DIRECTION A:
Convert the entries, from the start of the entries through the line holding "[[[16,133],[16,120],[8,120],[8,132]]]", inclusive, into a two-column CSV with the columns request and answer. Give one row per entry, put each field in quotes, and turn line breaks into spaces.

┄┄┄┄┄┄┄┄┄┄┄┄┄┄┄┄┄┄┄┄

Friday, April 22, 14:30-15:30 Eastern time, zoom seminar
Norm Levenberg (Indiana University)
Zeros of Random Polynomial Mappings in Several Complex Variables
Abstract: We discuss some results on random polynomials with an eye towards obtaining universality results under the most general assumptions on the random coefficients. In particular, we generalize and strengthen some previous results on asymptotic distribution of normalized zero measures and currents associated to random polynomials and random polynomial mappings in several complex variables. The talk is based on joint work with Turgay Bayraktar and Tom Bloom.
Friday, May 6, 14:30-15:30 Eastern time, zoom seminar
Stefano Decio (Norwegian University of Science and Technology)
Zeros of sums of eigenfunctions
Abstract: A guiding principle in the study of eigenfunctions of the Laplace-Beltrami operator is that their properties should resemble those of polynomials. In this light, I will discuss oscillations and zeros for linear combinations of Laplace eigenfunctions on Riemannian manifolds. In particular, I will prove that zeros become dense in the manifold if not too many eigenfunctions are summed. The talk will also feature some open questions on eigenfunctions sums.
Friday, May 20, 14:30-15:30 Eastern time, hybrid talk at CRM and on Zoom
Álvaro Romaniega (ICMAT)
Nodal sets of monochromatic waves from a deterministic and random point of view
Abstract: In this talk we present recent results on the nodal set (i.e., the zero level set) of monochromatic waves (i.e., solutions of the Helmholtz equation) on the Euclidean space. Following the breakthrough work of F. Nazarov and M. Sodin, a growing literature gives us powerful probabilistic results for the number of connected components of the nodal set of random monochromatic waves. The aim of this talk is to explore the properties of these standard random monochromatic waves and, consequently, define a more general class of random monochromatic waves depending on a parameter \(s\in\mathbb{R}\), which includes the standard definition as a particular case. This parameter controls some regularity (of the Fourier transform) and decay properties of these waves. Given that, we study the structure of the nodal set depending on that parameter from a deterministic and from a random point of view. Finally, we show how to construct deterministic realizations or examples of monochromatic waves satisfying the probabilistic Nazarov-Sodin volumetric growth for the number of connected components of the nodal set and similarly for the volume of the nodal set. This is a joint work with A. Enciso, D. Peralta-Salas and A. Sartori.

┄┄┄┄┄┄┄┄┄┄┄┄┄┄┄┄┄┄┄┄

DIRECTION B:
Answer these questions from the seminar listing:
(i) Which university is Norm Levenberg affiliated with?
(ii) According to the abstract on sums of eigenfunctions, what becomes dense in the manifold if not too many eigenfunctions are summed?
(iii) Monochromatic waves are solutions of which equation?

[Entries taken from a collection]
┄┄┄┄┄┄┄┄┄┄┄┄┄┄┄┄┄┄┄┄

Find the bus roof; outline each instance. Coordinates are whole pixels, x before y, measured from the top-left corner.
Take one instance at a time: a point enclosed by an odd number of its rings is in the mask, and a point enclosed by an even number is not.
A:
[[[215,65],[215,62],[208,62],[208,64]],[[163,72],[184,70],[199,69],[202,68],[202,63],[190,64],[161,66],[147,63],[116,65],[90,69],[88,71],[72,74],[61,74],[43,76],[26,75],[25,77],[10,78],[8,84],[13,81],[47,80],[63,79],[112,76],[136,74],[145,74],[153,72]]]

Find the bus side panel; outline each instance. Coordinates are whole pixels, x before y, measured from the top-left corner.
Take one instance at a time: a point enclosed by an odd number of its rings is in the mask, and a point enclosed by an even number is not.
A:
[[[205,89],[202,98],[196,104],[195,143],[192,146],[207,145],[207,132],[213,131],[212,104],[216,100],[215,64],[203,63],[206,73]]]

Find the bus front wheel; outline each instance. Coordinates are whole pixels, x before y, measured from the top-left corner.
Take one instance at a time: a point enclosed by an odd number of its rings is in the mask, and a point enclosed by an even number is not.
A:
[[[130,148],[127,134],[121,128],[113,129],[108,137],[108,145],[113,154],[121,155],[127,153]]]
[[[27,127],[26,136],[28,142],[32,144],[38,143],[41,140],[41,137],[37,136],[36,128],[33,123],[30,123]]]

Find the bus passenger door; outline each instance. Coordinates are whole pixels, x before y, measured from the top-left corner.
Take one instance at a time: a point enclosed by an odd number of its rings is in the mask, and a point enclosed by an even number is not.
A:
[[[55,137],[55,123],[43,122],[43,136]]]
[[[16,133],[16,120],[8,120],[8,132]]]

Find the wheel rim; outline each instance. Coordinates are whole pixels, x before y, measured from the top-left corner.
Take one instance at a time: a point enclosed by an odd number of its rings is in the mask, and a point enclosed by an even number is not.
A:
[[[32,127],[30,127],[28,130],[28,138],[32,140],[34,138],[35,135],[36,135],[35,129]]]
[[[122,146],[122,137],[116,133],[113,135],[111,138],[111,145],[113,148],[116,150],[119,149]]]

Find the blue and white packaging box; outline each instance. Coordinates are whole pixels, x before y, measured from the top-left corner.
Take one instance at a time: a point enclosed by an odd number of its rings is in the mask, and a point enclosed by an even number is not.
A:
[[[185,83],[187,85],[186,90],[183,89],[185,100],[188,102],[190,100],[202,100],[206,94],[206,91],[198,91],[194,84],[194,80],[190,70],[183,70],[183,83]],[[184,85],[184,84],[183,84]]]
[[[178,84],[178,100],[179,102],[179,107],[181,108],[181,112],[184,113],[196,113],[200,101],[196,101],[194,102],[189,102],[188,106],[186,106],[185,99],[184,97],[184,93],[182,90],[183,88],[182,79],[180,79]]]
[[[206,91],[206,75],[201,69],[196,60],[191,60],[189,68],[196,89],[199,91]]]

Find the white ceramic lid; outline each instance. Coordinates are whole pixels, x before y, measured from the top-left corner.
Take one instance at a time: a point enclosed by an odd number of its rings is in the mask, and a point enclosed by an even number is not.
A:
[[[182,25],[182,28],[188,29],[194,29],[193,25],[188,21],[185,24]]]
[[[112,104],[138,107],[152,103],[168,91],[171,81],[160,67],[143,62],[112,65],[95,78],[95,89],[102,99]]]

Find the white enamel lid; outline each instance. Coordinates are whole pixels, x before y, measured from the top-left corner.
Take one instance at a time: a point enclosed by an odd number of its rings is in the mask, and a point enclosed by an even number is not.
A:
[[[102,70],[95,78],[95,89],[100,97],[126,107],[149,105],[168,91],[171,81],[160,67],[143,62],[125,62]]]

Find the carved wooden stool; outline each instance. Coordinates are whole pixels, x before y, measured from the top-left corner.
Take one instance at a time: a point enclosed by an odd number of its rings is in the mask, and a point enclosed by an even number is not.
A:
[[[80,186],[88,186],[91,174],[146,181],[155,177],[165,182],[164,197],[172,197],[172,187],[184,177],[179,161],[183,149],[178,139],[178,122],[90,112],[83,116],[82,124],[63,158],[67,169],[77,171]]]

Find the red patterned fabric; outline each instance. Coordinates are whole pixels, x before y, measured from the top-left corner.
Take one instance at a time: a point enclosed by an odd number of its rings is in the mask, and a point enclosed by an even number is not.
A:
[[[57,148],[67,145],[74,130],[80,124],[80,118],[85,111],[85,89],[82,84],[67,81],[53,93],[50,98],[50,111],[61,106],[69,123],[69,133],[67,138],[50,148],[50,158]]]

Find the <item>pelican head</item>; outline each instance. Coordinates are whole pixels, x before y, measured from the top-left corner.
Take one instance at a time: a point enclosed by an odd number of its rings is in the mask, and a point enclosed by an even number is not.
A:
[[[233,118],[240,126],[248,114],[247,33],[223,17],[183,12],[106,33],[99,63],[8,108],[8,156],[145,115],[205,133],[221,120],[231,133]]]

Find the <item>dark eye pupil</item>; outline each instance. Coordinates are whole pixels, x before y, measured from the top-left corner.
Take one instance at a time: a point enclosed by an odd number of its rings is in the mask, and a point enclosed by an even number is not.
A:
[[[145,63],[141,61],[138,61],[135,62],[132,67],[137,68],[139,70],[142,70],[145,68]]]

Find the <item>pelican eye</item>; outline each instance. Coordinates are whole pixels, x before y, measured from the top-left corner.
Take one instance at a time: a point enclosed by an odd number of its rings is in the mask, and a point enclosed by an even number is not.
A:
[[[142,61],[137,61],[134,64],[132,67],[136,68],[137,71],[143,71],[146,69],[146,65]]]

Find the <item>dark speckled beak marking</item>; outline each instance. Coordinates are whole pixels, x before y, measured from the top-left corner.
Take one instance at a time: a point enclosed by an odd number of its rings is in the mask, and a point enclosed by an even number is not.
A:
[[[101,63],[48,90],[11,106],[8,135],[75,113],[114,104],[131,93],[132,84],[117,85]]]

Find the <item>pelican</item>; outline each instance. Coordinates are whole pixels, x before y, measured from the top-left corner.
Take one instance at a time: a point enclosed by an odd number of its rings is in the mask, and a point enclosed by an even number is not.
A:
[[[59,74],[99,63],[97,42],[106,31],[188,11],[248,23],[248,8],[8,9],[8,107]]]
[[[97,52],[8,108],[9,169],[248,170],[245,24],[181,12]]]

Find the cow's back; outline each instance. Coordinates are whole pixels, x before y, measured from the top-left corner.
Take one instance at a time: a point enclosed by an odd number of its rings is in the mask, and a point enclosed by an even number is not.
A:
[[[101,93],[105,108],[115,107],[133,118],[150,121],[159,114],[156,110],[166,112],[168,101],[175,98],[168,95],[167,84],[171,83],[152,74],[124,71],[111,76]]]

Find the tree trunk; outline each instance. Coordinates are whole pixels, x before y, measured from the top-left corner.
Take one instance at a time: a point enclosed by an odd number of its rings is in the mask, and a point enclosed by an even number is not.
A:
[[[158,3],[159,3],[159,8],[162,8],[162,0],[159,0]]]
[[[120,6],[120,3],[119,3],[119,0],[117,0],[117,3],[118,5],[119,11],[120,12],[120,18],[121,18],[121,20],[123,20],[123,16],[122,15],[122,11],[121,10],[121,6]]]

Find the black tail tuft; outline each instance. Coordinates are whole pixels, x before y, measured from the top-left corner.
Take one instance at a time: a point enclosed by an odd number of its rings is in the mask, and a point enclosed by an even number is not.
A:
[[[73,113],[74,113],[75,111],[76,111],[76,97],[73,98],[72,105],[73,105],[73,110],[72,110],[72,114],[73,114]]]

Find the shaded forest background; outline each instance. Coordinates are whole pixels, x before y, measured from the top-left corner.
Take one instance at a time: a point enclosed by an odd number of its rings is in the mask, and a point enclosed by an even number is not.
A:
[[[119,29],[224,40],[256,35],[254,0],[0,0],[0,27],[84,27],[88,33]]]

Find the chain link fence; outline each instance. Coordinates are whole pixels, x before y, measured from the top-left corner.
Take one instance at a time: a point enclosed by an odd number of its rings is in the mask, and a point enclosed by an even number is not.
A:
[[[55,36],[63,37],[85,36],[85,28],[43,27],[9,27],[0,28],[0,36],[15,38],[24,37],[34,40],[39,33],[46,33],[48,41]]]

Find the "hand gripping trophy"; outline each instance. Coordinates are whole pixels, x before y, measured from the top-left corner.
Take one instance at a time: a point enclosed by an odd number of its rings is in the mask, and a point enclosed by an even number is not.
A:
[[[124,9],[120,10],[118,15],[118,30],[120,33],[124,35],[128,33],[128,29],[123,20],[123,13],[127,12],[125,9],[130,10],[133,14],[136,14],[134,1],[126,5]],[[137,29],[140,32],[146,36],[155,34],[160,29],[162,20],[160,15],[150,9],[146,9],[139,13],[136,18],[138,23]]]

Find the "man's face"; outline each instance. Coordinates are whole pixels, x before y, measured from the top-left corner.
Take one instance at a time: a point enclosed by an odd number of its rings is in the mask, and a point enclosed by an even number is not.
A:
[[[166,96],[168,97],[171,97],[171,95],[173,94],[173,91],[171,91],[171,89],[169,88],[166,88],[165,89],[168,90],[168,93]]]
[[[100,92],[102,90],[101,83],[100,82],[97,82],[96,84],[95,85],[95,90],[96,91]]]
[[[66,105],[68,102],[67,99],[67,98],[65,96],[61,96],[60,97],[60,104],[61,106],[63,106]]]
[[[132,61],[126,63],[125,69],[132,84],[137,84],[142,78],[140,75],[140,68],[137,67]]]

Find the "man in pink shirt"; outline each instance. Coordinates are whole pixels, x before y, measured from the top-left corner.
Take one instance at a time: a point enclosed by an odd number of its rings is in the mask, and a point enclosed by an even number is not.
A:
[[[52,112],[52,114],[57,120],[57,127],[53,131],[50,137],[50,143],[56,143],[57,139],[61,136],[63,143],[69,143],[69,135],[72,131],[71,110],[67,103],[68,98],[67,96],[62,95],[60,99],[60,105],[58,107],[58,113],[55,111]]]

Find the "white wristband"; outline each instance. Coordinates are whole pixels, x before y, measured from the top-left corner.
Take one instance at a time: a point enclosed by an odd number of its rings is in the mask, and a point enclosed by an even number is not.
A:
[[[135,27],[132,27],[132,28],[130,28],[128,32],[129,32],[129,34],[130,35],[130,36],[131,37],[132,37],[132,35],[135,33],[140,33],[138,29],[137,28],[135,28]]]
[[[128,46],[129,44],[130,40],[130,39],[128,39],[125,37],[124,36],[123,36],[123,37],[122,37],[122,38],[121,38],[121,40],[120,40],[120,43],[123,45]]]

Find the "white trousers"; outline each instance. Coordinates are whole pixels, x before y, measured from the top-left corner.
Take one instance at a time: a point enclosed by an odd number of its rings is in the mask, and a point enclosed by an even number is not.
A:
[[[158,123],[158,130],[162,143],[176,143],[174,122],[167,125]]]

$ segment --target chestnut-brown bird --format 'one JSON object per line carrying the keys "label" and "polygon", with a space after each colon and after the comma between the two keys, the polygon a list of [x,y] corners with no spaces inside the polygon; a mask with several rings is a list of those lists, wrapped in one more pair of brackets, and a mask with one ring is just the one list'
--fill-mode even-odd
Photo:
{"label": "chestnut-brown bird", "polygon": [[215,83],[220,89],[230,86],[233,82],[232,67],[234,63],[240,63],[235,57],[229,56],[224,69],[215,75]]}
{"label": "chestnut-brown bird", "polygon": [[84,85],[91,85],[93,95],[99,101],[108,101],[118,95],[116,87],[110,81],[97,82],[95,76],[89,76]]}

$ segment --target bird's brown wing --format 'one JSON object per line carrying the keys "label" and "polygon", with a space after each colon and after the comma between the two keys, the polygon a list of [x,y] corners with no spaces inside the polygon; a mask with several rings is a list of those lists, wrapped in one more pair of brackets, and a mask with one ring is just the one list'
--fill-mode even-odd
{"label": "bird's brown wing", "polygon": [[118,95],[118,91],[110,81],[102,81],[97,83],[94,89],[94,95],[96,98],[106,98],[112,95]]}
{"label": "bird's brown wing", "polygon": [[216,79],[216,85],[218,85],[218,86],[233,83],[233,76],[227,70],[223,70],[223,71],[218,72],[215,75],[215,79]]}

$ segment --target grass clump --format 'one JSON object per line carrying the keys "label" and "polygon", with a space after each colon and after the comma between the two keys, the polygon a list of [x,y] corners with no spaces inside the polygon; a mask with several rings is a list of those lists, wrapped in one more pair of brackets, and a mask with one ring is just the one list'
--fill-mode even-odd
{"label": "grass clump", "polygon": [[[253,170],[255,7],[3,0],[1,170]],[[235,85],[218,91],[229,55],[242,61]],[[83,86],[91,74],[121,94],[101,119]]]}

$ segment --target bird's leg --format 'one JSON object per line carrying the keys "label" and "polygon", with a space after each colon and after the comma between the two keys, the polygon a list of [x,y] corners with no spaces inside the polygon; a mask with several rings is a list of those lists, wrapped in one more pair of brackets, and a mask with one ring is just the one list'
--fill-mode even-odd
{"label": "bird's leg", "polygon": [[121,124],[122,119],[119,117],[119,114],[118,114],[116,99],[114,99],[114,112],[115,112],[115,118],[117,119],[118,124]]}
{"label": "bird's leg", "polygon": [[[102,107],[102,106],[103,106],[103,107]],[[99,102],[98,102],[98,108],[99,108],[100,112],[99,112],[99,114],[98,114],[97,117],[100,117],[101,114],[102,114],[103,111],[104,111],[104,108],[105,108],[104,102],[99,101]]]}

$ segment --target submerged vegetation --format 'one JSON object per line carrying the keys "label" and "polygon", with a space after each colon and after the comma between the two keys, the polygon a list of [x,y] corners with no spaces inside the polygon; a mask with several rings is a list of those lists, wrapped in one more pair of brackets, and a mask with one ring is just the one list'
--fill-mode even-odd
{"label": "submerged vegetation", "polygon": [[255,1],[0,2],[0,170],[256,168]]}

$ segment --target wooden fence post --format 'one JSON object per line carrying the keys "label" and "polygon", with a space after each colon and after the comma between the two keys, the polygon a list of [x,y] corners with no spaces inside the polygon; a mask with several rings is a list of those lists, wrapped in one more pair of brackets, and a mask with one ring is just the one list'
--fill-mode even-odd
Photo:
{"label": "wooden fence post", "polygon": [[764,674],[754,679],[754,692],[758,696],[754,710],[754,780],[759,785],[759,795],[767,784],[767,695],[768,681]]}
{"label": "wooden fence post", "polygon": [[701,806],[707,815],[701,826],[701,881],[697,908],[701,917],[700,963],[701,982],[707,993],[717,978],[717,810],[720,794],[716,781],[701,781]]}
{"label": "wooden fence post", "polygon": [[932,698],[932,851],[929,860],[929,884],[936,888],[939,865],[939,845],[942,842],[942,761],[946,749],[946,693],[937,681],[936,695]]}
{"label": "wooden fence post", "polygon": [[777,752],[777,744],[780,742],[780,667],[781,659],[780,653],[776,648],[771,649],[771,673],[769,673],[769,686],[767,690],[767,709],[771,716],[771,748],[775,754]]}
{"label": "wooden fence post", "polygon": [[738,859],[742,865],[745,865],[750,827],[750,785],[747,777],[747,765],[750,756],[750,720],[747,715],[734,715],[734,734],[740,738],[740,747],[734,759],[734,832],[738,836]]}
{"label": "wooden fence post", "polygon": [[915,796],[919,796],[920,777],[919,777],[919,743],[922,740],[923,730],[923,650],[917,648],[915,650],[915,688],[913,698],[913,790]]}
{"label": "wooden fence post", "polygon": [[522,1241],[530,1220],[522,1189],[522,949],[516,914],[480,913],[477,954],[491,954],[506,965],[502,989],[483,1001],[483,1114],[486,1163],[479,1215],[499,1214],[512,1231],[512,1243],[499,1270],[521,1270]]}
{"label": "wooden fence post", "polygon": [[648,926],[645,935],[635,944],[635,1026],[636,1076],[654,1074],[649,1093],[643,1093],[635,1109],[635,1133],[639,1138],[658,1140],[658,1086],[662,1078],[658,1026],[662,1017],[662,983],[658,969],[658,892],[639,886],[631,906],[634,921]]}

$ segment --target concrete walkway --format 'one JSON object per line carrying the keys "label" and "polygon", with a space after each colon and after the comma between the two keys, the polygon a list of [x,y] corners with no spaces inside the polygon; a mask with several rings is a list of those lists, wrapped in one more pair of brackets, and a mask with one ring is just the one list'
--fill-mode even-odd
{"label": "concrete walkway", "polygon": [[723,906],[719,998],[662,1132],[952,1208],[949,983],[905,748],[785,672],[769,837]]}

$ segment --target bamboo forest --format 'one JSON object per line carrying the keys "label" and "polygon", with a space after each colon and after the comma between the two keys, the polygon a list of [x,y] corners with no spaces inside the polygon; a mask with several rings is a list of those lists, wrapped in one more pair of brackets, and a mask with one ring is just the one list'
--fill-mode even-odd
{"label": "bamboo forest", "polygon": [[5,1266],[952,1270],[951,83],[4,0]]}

┄┄┄┄┄┄┄┄┄┄┄┄┄┄┄┄┄┄┄┄

FULL SOLUTION A:
request,answer
"Find the bus roof; outline each instance. Coordinates are whole pixels, x before y, measured from the top-left corner. Take one instance at a time: a point enclosed by an odd number of its rings is in the mask, and a point enclosed by an even number is not. A:","[[[215,65],[215,62],[208,62],[208,64]],[[163,72],[184,70],[199,69],[202,68],[202,63],[190,64],[161,66],[147,63],[116,65],[90,69],[88,71],[72,74],[61,74],[43,76],[26,75],[25,77],[10,78],[8,84],[13,81],[47,80],[63,79],[112,76],[136,74],[145,74],[153,72]]]"
"Find the bus side panel; outline each instance. Coordinates are whole pixels, x before y, measured from the top-left corner. Take one instance at a time: a point enclosed by an odd number of its rings is in the mask, and a point enclosed by an even number is not. A:","[[[205,89],[202,98],[196,104],[195,143],[192,146],[207,145],[207,132],[213,131],[212,104],[216,100],[215,64],[203,63],[206,73]]]"
"Find the bus front wheel; outline each instance. Coordinates are whole pixels, x before y, measured from the top-left corner. Take one instance at a time: a point enclosed by an odd number of its rings is in the mask, and a point enclosed by an even number is not. A:","[[[130,148],[127,134],[121,128],[113,129],[108,137],[108,145],[113,154],[121,155],[127,153]]] [[[27,127],[26,136],[28,142],[32,144],[38,143],[41,140],[41,137],[37,136],[36,128],[33,123],[30,123]]]"
"Find the bus passenger door; outline each instance. Coordinates are whole pixels, x before y, measured from the top-left corner. Take one instance at a time: a point enclosed by an odd number of its rings is in the mask, and a point enclosed by an even number is not. A:","[[[55,137],[55,123],[43,122],[43,136]]] [[[16,133],[16,120],[8,120],[8,132]]]"

FULL SOLUTION B:
(i) Indiana University
(ii) Zeros
(iii) The Helmholtz equation